== Parts of the exercise ==
a - Extract the passage of the array_op documentation starting at "fills a in reverse" and ending at "are averaged also.", copying it word for word.
b - Pick up the array_op documentation where it stops and keep writing it.

== Selection ==

•••••

Although the built-in functions can work with either row-wise or column-wise arrays, the standard plotting and data analysis macros only work correctly with row-wise arrays.
Built-in Functions
- array_op("cmd", a [, args ...])
Performs the following operations on the arguments as follows:
- "fill"
Fills the array a with values. For a two-dimensional array,
array_op("fill", a, u, v)
produces
a[i][j] = u * i + v * j
With subarrays, i and j refer to the subarray index. Also, i and j always increase, even for reversed subarrays, so
array_op("fill", a[-1:0][-1:0], 1, 1)
fills a in reverse order.
- "contract"
- With array_op("contract", a, u, v), returns a new array with dimensions contracted by a factor of u in rows and v in columns. Elements of the new array are formed by averaging every u elements of each row with every v elements of each column. If there are leftover rows or columns, they are averaged also.
- "every"

•••••

== Provided records ==
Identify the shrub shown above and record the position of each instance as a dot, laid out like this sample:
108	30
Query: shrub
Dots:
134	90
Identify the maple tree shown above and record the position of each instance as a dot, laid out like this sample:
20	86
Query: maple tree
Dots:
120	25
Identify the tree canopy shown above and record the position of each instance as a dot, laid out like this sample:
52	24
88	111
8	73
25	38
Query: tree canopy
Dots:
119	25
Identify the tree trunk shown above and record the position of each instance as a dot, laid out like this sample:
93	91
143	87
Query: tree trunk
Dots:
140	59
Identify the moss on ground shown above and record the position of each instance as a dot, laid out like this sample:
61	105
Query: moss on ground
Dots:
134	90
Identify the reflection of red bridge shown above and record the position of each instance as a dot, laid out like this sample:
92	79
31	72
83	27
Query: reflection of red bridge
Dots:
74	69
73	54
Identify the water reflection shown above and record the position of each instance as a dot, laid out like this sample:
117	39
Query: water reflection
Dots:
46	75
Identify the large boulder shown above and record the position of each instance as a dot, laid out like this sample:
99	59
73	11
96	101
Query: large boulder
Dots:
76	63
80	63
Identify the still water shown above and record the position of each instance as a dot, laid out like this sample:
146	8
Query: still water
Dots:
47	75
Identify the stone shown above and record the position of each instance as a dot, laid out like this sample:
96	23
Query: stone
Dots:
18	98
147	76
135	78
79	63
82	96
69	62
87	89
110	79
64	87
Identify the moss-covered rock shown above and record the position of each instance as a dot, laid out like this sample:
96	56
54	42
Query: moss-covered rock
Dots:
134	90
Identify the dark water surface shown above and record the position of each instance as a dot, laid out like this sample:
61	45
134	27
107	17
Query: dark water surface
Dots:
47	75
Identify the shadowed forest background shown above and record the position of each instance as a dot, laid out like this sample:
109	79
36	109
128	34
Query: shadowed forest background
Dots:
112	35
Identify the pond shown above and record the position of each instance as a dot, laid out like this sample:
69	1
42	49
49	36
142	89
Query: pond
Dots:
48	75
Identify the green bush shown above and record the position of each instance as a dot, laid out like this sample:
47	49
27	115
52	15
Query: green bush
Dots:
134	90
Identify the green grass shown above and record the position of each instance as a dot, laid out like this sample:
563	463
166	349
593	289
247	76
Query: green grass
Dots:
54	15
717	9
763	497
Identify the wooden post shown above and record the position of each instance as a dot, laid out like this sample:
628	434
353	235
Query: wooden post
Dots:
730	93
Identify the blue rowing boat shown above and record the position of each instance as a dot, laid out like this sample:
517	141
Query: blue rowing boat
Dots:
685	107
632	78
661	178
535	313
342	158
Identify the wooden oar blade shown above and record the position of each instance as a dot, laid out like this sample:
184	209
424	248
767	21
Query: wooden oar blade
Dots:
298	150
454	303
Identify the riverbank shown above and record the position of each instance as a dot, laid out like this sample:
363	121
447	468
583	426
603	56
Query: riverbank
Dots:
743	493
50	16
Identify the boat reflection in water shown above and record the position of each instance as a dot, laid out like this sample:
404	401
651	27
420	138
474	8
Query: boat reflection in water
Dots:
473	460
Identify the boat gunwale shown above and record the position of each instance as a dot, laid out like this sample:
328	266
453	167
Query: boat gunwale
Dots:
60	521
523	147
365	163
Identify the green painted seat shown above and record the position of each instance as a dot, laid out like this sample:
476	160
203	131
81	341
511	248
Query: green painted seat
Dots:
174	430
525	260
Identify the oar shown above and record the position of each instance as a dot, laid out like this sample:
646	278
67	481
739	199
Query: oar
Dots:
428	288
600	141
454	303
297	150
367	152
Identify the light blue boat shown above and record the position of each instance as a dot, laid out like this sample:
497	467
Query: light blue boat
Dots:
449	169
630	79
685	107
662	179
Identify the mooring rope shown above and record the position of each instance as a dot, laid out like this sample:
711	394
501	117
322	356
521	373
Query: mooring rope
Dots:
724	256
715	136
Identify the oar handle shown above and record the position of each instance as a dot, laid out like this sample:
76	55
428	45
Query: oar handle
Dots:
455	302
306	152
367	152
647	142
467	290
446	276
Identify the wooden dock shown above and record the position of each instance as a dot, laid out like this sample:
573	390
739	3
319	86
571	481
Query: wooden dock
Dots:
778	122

•••••

== Results of the exercise ==
a -
fills a in reverse order.
- "contract"
- With array_op("contract", a, u, v), returns a new array with dimensions contracted by a factor of u in rows and v in columns. Elements of the new array are formed by averaging every u elements of each row with every v elements of each column. If there are leftover rows or columns, they are averaged also.

b -
- With array_op("every", arr, n), returns a new array consisting of every n-th element of arr. If arr is a 2D array, returns every n-th row. With a 2D array, array_op("every", arr, n, m) returns a new array consisting of every n-th row and m-th column.
- "min" or "gmin"
- Returns the minimum value contained in the array.
- "max" or "gmax"
- Returns the maximum value contained in the array.
- "i_at_min" or "i_at_gmin"
- Returns the index number of the minimum value of the array. For a two-dimensional array dimensioned as D[N][M], the index number of element D[i][j] is (i * M) + j. If a is a subarray, the index is with respect to the full array, although the minimum is the minimum value in the specified subarray.
- "i_at_max" or "i_at_gmax"
- Returns the index number of the maximum value of the array. See "i_at_min" for subarray considerations.
- "row_at_min" or "rmin"
- Returns the row number containing the minimum value of the array. If a is a subarray, the row is with respect to the full array, although the minimum is the minimum value in the specified subarray.
- "row_at_max" or "rmax"
- Returns the row number containing the maximum value of the array. If a is a subarray, the row is with respect to the full array, although the maximum is the maximum value in the specified subarray.
- "col_at_min" or "cmin"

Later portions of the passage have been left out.